> **TASK INSTRUCTIONS**: Your task is to output all the records below, word for word.

> **EXERCISE MATERIAL**:

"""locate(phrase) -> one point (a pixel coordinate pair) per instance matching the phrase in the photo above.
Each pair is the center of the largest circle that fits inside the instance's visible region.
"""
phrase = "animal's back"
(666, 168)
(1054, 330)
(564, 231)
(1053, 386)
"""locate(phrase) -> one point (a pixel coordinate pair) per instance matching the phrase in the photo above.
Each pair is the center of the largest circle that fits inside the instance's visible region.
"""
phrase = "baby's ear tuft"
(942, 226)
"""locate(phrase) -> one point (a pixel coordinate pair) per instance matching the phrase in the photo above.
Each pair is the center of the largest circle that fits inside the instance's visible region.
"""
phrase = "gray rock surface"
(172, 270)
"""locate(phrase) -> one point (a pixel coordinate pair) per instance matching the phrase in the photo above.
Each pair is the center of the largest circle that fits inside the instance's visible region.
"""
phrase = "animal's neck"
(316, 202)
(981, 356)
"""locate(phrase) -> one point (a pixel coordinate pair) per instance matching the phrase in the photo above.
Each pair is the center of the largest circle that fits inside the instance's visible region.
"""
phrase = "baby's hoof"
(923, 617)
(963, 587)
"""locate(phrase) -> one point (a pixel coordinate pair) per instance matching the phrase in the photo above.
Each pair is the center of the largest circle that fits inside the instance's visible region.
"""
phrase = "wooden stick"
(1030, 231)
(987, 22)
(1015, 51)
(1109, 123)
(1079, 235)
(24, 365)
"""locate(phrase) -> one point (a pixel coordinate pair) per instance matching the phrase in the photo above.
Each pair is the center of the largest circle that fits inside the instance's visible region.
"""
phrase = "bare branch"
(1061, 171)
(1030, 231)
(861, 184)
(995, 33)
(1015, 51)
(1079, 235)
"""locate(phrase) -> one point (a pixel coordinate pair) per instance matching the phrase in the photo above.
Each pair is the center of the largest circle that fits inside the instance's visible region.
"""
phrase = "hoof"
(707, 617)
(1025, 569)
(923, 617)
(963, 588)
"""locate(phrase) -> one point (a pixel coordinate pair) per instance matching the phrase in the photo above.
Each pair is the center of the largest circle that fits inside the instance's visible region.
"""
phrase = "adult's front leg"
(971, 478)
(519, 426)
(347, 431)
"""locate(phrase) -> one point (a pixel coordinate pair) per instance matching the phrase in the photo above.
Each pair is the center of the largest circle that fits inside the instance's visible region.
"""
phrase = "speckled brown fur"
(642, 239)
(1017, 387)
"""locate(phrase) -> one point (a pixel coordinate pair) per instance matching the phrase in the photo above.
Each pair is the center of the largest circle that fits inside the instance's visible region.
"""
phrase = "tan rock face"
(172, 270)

> **EXERCISE SOLUTION**:
"""locate(phrase) -> one point (a pixel coordinate pair) per instance matching the phrase in the photo above.
Each pair is the center of the largest circle that fits inside the instance's visible region.
"""
phrase = "animal's back"
(666, 168)
(1054, 330)
(564, 231)
(1053, 386)
"""locate(phrase) -> one point (a pixel coordinate pair) per instance matching the phrase in the photo above.
Each pair is the center of the largest circle that fits inside the instance's visible region.
"""
phrase = "baby's ear tuft"
(942, 226)
"""locate(phrase) -> one point (a pixel coordinate pair) per instance matching the phrase in the photo above.
Each pair is the center of the largest circle that fits inside the instance's visible region.
"""
phrase = "gray rock surface"
(172, 270)
"""locate(phrase) -> one point (a pixel coordinate pair) per instance matching the phrase in the photo above.
Each pair is the center of the largest circle that fits inside the instance's visible region.
"""
phrase = "animal's neck"
(316, 202)
(981, 356)
"""locate(phrase) -> one point (a pixel coordinate pair) per instance matching the phrase in the photo above.
Each pair is the center of the largest circle that fits inside the instance's visible region.
"""
phrase = "baby's hoof"
(923, 617)
(963, 587)
"""locate(phrase) -> one point (a pixel coordinate pair) per instance matching the phrase in the photo above.
Each pair is the center of the largest circle that fits inside the instance's visible region.
"""
phrase = "wooden stick"
(1030, 231)
(987, 22)
(1015, 51)
(1109, 123)
(1079, 235)
(24, 365)
"""locate(phrase) -> one point (a pixel coordinate pair) per instance matching the phrase in the photo above.
Each pair is the center of the largest circle that fits inside the instance's visible region.
"""
phrase = "bare branch"
(1061, 171)
(1030, 231)
(861, 184)
(995, 33)
(1015, 51)
(1079, 235)
"""locate(phrase) -> one point (a pixel coordinate pair) per instance matching the phrase in the photo above.
Each pair is the center of the largest circle that fits inside the instance's visible region.
"""
phrase = "hoof"
(707, 617)
(1025, 569)
(923, 617)
(963, 588)
"""locate(phrase) -> one point (a pixel coordinate pair) per instance matching the phrase in the photo above.
Each pair is the center of the largest circle that fits inside the instance's visible region.
"""
phrase = "adult's front leg"
(971, 478)
(519, 426)
(347, 431)
"""locate(phrase) -> one point (a pixel coordinate pair) per instance matching the phrase in the photo above.
Each pair is the center of the largest circle that fits inside the instance's visible region.
"""
phrase = "speckled brown fur"
(642, 239)
(1017, 387)
"""locate(phrase) -> one point (a pixel coordinate pair) per instance matching the phrase in the photo above.
Each pair is the center of the largest circle that fits inside the instance's visible region.
"""
phrase = "tan rock face"
(172, 270)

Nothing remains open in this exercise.